### Extrait
· · · ·

Un taoïste compatissant, ému par le chagrin impérial, entreprit une quête mystique à travers cieux et enfers pour retrouver l’âme de la belle disparue. Après maintes péripéties, il la découvrit sur une île céleste flottant entre brumes et nuages. Là, Yang Guifei apparut, le visage baigné de larmes. Ils échangèrent un dernier serment : comme les oiseaux inséparables et les branches entrelacées, ils resteraient unis pour l’éternité, même après la fin du monde. Ce serment d’amour éternel scelle leur destin dans la mémoire du temps.
Dans cette dernière partie, l’histoire dépasse la réalité pour entrer dans la légende. Grâce à la médiation du taoïste, les amants se retrouvent dans une autre dimension. Ce recours au merveilleux donne à l’amour un caractère immortel. L’amour humain, fragile face aux événements, s’élève ici au rang d’amour absolu et intemporel.
Caractéristiques stylistiques:
- Une narration progressive et structurée
Le poème suit une progression chronologique, retraçant chaque étape de la relation entre l’empereur et Yang Guifei. Sa structure claire, avec ses moments de transition et de climax, rappelle celle d’un roman, créant une tension dramatique captivante. - Le destin individuel reflète le déclin historique
L’histoire personnelle de Yang Guifei et Xuanzong s’entrelace avec les bouleversements historiques de la dynastie Tang. Leur tragédie amoureuse symbolise la décadence d’un empire, liant la passion individuelle à la fatalité historique. - Des descriptions riches et précises
Bai Juyi excelle dans la description des scènes, des personnages et des émotions. Qu’il s’agisse de la splendeur de la vie de cour, de la fuite désespérée ou de la mélancolie du souvenir, chaque tableau est dépeint avec une précision picturale et une intensité émotionnelle remarquables. - Une atmosphère tragique et poignante
Le poème tout entier baigne dans une ambiance de regret et de douleur. De la splendeur éphémère de la jeunesse à la solitude glacée de la vieillesse, en passant par la mort prématurée de Yang, chaque vers résonne de cette « longue plainte » qui traverse le temps. - Combinaison de lyrisme poétique et de narration fluide
Bai Juyi allie une langue poétique raffinée à une narration claire et fluide, créant une œuvre à la fois accessible et profondément émouvante, où chaque image porte une charge émotionnelle forte.

· · · ·

### Informations extraites
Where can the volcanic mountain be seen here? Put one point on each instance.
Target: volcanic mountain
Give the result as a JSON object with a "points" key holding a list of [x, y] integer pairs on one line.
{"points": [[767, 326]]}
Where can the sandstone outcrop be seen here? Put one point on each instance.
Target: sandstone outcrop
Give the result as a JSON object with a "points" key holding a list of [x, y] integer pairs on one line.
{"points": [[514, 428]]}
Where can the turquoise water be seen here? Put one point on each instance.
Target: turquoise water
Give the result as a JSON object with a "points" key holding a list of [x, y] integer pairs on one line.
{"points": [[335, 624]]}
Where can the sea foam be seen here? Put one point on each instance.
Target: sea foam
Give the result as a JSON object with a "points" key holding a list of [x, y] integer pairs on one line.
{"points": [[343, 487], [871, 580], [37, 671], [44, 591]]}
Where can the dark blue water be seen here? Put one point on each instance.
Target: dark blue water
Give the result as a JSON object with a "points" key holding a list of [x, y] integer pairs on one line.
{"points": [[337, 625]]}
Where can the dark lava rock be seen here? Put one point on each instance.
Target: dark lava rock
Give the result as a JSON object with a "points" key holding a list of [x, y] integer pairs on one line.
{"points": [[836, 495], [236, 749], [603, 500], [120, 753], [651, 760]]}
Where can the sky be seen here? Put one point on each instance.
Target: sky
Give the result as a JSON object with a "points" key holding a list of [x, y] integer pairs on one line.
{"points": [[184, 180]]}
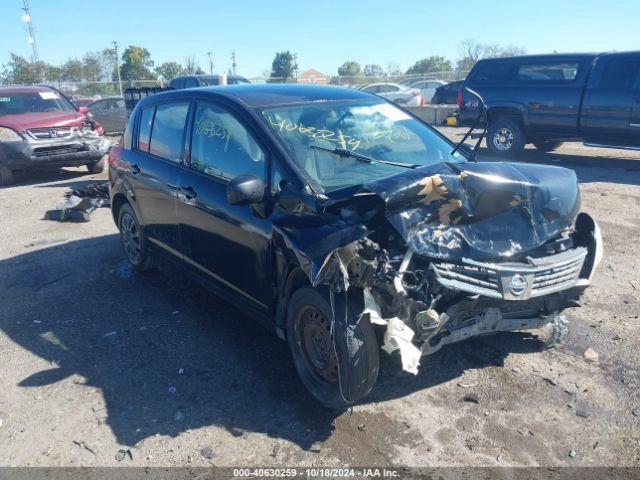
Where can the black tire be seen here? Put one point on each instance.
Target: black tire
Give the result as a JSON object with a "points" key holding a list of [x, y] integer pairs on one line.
{"points": [[555, 332], [505, 138], [6, 176], [97, 167], [362, 351], [138, 255], [546, 145]]}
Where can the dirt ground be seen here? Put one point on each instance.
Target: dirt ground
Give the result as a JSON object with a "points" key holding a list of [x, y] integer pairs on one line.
{"points": [[95, 358]]}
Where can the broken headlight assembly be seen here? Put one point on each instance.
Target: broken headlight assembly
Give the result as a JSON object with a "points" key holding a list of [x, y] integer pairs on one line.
{"points": [[8, 135]]}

· · · ·

### Objectif énoncé
Poursuivez le texte sur le poème de Bai Juyi consacré à Yang Guifei et à l'empereur Xuanzong, en reprenant juste après sa dernière phrase.

### Réponse attendue
Enseignement:
La Chanson de l’éternel regret prend pour fil conducteur la tragique histoire d’amour entre l’empereur Xuanzong et Yang Guifei, dressant le tableau d’une passion légendaire tout en reflétant une profonde leçon historique. Elle nous rappelle que les émotions personnelles ne peuvent jamais être dissociées du cours de l’Histoire. Pour ceux qui détiennent le pouvoir suprême, il est essentiel de savoir équilibrer les désirs personnels et les responsabilités envers l’État. L’empereur Xuanzong, absorbé par sa passion amoureuse, a négligé les affaires du royaume, précipitant ainsi la rébellion d’An Lushan et entraînant la chute de la splendeur des Tang. C’est là une parfaite illustration du danger de sacrifier la bonne gouvernance sur l’autel de l’amour.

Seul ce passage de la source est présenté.